▸ **SHORT PROBLEM**
Collect every line of the records below that contains the string "path", and note that case counts.
======
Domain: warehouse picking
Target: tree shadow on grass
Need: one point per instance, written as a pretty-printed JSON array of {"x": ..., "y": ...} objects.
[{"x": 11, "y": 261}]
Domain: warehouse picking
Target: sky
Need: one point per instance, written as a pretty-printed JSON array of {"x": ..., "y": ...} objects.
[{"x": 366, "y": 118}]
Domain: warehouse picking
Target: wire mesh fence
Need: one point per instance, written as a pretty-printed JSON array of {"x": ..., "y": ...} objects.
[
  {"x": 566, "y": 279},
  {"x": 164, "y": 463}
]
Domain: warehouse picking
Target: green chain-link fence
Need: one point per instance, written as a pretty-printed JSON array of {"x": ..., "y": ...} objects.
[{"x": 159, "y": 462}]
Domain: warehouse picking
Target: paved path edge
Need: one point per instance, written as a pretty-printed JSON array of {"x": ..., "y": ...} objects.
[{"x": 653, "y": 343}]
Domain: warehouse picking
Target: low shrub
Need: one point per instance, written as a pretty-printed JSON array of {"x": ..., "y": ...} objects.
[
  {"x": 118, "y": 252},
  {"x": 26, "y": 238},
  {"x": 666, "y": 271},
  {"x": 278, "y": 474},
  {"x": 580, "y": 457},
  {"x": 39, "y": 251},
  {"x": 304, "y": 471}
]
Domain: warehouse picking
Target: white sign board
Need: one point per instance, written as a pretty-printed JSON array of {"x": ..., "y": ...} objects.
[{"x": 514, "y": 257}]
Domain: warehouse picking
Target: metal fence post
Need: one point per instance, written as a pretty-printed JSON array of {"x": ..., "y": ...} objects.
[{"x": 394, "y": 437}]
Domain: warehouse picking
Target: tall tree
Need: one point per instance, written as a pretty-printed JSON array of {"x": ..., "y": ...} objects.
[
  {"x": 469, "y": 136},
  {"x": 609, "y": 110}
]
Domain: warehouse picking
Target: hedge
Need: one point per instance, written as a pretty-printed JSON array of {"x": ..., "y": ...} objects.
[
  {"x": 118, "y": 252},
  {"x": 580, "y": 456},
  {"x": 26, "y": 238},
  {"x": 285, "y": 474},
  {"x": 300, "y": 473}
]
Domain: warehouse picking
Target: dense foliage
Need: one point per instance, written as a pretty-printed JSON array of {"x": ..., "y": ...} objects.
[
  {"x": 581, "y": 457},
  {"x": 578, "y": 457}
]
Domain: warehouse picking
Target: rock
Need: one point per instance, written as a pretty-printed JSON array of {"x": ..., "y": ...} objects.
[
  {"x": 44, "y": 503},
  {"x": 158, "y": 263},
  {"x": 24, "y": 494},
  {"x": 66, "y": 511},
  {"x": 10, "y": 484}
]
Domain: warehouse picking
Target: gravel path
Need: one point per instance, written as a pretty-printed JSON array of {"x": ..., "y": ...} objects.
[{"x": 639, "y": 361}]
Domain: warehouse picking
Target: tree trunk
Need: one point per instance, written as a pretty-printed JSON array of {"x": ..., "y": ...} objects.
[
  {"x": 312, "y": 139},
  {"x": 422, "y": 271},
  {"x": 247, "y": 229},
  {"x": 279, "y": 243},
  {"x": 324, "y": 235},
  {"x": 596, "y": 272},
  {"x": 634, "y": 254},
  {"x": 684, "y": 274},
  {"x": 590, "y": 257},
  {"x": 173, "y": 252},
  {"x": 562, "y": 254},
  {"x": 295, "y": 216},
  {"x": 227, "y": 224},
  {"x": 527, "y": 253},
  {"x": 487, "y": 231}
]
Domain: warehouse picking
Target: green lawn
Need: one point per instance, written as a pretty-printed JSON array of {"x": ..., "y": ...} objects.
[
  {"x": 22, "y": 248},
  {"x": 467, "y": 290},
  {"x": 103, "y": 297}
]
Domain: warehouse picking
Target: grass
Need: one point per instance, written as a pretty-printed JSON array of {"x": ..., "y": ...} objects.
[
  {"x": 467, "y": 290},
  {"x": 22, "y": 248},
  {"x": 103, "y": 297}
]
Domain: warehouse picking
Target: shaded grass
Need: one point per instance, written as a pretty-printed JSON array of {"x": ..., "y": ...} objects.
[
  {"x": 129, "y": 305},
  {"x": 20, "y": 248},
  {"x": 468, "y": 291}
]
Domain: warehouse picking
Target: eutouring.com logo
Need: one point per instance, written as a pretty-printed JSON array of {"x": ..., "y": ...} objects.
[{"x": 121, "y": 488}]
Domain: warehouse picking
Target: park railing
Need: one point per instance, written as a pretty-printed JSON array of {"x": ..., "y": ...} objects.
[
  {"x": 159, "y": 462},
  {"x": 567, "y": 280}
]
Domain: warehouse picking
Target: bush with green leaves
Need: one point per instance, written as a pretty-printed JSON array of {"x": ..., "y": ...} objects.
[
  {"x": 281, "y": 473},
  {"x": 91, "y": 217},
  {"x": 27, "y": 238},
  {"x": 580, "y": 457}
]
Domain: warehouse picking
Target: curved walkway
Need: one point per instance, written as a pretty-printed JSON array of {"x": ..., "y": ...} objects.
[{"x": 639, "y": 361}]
======
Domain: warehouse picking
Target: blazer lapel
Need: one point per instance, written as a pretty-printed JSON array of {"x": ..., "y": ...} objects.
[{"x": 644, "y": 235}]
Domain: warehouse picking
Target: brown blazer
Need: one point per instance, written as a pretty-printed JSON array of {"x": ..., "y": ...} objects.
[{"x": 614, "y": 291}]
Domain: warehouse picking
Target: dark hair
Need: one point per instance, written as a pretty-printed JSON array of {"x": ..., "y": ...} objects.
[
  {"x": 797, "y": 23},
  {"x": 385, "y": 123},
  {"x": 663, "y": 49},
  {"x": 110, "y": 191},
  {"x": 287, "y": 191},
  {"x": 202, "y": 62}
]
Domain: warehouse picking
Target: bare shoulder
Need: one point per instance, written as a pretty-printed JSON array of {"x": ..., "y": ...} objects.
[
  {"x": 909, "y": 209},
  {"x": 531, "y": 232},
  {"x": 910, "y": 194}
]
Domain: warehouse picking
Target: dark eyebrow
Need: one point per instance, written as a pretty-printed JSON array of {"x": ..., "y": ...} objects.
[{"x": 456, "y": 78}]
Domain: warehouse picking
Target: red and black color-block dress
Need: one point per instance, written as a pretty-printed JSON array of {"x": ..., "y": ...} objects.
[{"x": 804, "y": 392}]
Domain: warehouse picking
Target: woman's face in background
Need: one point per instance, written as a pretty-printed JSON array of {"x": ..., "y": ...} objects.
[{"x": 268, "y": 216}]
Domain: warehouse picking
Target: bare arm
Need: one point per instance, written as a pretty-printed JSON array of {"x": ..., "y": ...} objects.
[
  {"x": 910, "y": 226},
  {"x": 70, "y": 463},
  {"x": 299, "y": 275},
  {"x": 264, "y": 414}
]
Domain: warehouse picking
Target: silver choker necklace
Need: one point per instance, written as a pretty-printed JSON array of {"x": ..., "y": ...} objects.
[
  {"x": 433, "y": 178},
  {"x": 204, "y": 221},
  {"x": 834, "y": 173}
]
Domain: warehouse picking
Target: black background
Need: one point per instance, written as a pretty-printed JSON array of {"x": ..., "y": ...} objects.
======
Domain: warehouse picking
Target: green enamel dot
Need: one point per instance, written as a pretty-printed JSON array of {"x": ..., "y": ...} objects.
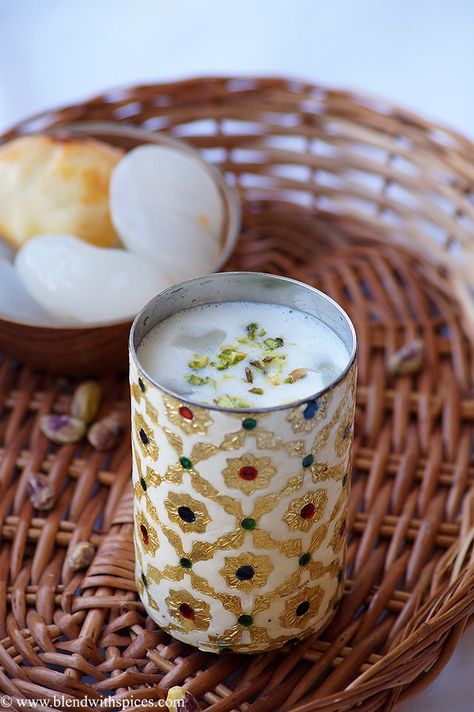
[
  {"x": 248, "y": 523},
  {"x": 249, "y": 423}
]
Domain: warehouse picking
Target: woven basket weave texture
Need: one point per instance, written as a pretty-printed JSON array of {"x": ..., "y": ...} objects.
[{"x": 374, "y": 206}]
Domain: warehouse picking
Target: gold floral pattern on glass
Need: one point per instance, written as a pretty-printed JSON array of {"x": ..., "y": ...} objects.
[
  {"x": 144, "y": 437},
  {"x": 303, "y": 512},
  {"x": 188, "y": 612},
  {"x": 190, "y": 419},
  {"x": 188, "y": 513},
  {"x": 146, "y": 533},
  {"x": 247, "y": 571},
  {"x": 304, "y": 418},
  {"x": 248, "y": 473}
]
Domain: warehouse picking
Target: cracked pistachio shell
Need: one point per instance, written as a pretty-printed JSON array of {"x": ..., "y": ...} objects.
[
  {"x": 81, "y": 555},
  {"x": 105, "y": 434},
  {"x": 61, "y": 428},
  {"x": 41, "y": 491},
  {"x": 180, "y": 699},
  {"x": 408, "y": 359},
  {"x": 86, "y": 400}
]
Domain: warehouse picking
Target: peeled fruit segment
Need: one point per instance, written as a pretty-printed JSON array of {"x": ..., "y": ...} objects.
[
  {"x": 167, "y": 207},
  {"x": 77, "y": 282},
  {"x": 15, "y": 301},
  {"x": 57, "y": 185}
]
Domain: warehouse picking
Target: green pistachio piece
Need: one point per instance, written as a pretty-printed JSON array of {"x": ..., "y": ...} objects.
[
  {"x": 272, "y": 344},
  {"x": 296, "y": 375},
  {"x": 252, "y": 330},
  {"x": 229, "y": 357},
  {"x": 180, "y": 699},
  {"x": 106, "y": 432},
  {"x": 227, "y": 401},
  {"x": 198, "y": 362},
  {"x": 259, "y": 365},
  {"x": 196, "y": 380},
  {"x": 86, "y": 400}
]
======
▸ **PROBLEM SOLUTION**
Target: paved path edge
Target: gravel path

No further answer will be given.